:: REQUIREMENT ::
Output every line of the data exactly as it appears.

:: SOURCE MATERIAL ::
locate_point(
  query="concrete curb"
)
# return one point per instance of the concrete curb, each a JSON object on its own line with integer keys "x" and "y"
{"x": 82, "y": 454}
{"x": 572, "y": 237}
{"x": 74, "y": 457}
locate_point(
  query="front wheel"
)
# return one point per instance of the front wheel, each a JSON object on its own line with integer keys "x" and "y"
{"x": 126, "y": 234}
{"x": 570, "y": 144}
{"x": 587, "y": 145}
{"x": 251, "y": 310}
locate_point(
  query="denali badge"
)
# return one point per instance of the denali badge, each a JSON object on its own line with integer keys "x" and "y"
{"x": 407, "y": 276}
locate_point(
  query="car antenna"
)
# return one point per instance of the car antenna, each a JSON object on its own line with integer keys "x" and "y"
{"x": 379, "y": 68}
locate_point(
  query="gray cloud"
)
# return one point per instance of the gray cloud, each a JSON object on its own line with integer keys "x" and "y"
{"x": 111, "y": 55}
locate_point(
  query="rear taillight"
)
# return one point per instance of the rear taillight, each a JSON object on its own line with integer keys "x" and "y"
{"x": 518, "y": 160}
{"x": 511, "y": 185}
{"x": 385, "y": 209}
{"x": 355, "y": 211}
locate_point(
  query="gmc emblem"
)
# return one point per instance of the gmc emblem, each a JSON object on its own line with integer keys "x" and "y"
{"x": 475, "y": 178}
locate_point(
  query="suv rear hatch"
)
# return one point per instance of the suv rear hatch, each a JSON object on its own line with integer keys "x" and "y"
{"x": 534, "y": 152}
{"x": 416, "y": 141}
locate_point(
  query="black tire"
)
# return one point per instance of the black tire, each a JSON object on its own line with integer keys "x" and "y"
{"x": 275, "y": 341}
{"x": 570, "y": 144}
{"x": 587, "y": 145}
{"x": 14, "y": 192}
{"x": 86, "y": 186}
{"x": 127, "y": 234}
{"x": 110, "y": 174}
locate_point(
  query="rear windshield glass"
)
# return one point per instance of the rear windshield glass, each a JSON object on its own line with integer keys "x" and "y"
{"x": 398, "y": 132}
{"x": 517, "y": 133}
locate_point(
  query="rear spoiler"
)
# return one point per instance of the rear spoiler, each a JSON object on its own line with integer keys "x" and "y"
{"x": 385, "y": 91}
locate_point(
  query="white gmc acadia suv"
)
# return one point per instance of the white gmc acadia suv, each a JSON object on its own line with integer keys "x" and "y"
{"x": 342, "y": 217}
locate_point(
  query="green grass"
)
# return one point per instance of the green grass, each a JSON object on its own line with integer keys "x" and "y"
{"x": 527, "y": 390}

:: FULL SOLUTION ::
locate_point(
  query="concrete curb"
)
# return one point per instance of the concrete curb, each a JSON object on its own line with integer keys "x" and "y"
{"x": 82, "y": 454}
{"x": 572, "y": 237}
{"x": 74, "y": 457}
locate_point(
  query="front wheel"
)
# return one point per instance of the front wheel, each a JSON object on its own line with integer keys "x" and "y"
{"x": 126, "y": 234}
{"x": 570, "y": 144}
{"x": 587, "y": 145}
{"x": 251, "y": 310}
locate_point(
  query="denali badge"
)
# return one point per instance of the denali badge, each a JSON object on its own line with integer keys "x" and "y"
{"x": 407, "y": 276}
locate_point(
  query="car antenna"
)
# return one point per instance of the car antenna, each a JSON object on its own line with integer keys "x" and "y"
{"x": 379, "y": 68}
locate_point(
  query="gray cloud"
)
# return one point per instance of the gray cloud, each a JSON object on its own line with integer keys "x" and "y"
{"x": 111, "y": 55}
locate_point(
  query="rear taillight"
)
# return one point per instance of the rear taillight, each a JSON object on its own line with integer keys "x" and "y"
{"x": 518, "y": 160}
{"x": 511, "y": 185}
{"x": 385, "y": 209}
{"x": 355, "y": 211}
locate_point(
  query="gmc emblem"
)
# return one point per instance of the gmc emblem, each a JSON object on its own line with integer keys "x" and "y"
{"x": 475, "y": 178}
locate_point(
  query="suv rear hatch"
)
# return one point per instance of the suv rear hatch, each a JSON object on its own line with integer keys "x" and "y"
{"x": 534, "y": 152}
{"x": 416, "y": 141}
locate_point(
  query="black tire"
)
# return one point per instance of the black tire, each a JSON object on its own line with integer keys "x" and "y"
{"x": 275, "y": 341}
{"x": 570, "y": 144}
{"x": 587, "y": 145}
{"x": 14, "y": 192}
{"x": 86, "y": 186}
{"x": 127, "y": 234}
{"x": 110, "y": 174}
locate_point(
  query="rear windshield glass"
)
# return one point per instance of the rear windshield glass, each a JSON object on its own line with integer keys "x" and "y"
{"x": 398, "y": 132}
{"x": 517, "y": 133}
locate_point(
  query="rear spoiler"
)
# return one point per instance of the rear spoiler, each a JSON object on its own line with integer keys "x" and "y"
{"x": 385, "y": 91}
locate_point(
  query="white gmc acadia suv"
)
# return one point per instance of the white gmc acadia suv, each a JSON object on its own line with integer keys "x" and "y"
{"x": 342, "y": 217}
locate_point(
  query="green grass"
)
# return one point per instance of the green grass, each a JSON object on its own line with integer keys "x" and "y"
{"x": 527, "y": 390}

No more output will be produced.